[Pointing dataset records]

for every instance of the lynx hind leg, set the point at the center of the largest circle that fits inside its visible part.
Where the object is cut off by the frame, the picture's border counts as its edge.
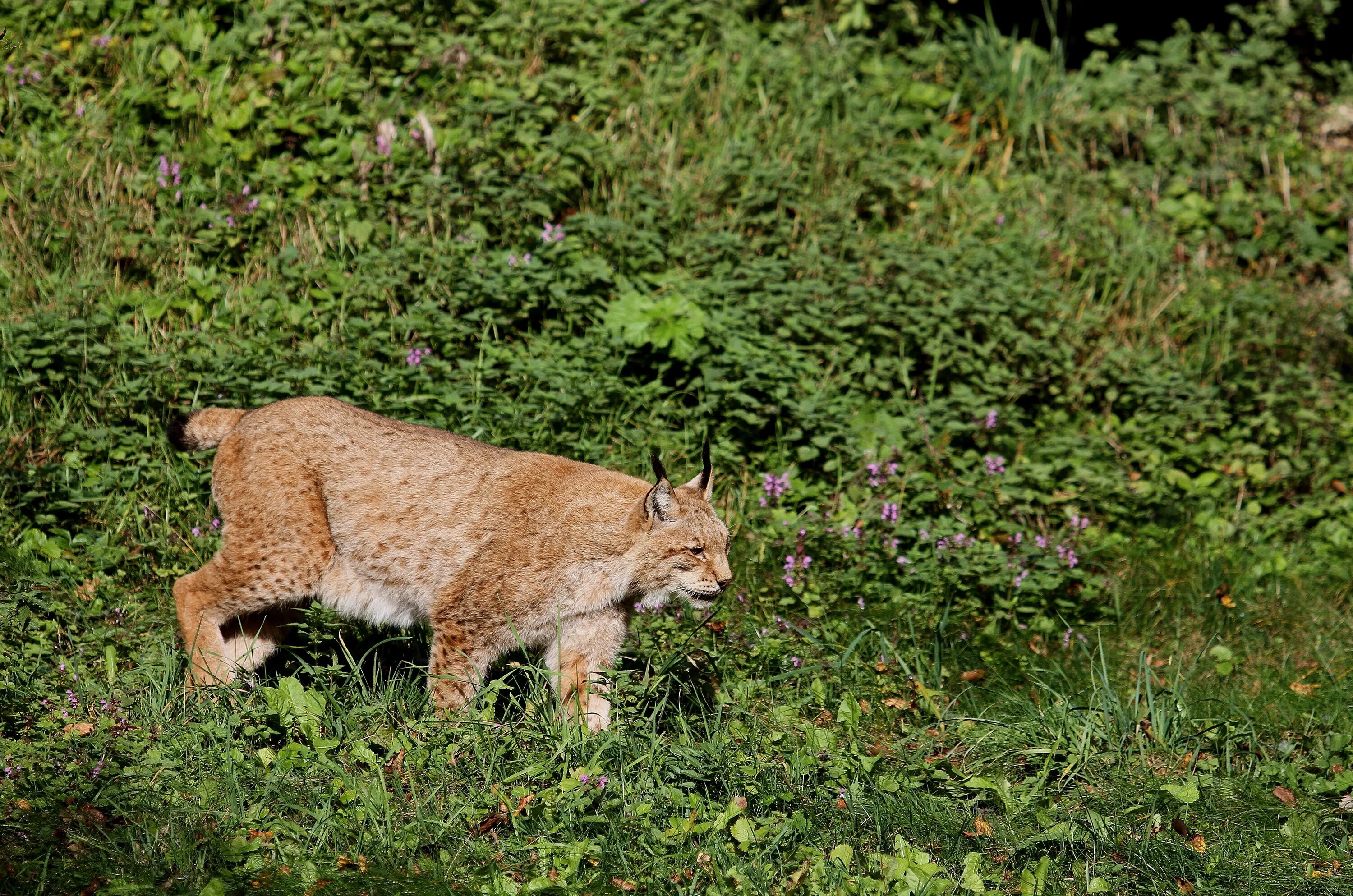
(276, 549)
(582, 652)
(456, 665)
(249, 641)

* * *

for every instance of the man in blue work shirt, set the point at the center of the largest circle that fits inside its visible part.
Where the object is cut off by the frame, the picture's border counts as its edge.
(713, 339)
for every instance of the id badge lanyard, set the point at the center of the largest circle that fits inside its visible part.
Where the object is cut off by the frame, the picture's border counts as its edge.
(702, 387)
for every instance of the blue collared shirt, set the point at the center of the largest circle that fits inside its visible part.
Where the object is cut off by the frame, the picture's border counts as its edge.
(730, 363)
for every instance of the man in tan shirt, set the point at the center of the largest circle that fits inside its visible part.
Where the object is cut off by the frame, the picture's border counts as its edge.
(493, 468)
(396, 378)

[Aim] Report every line of the material above that contains the word "shirt", copying each one in full. Treat uppercase and lowercase as different.

[Solution for this exercise]
for every instance of the man in blue work shirt, set the point at the center of the largest circle that fits inside its visible part.
for every instance of the blue collared shirt, set the point at the center of the largest circle that fits inside its visible part.
for every instance of the man in tan shirt, set the point at the center of the largest circle that fits inside its visible part.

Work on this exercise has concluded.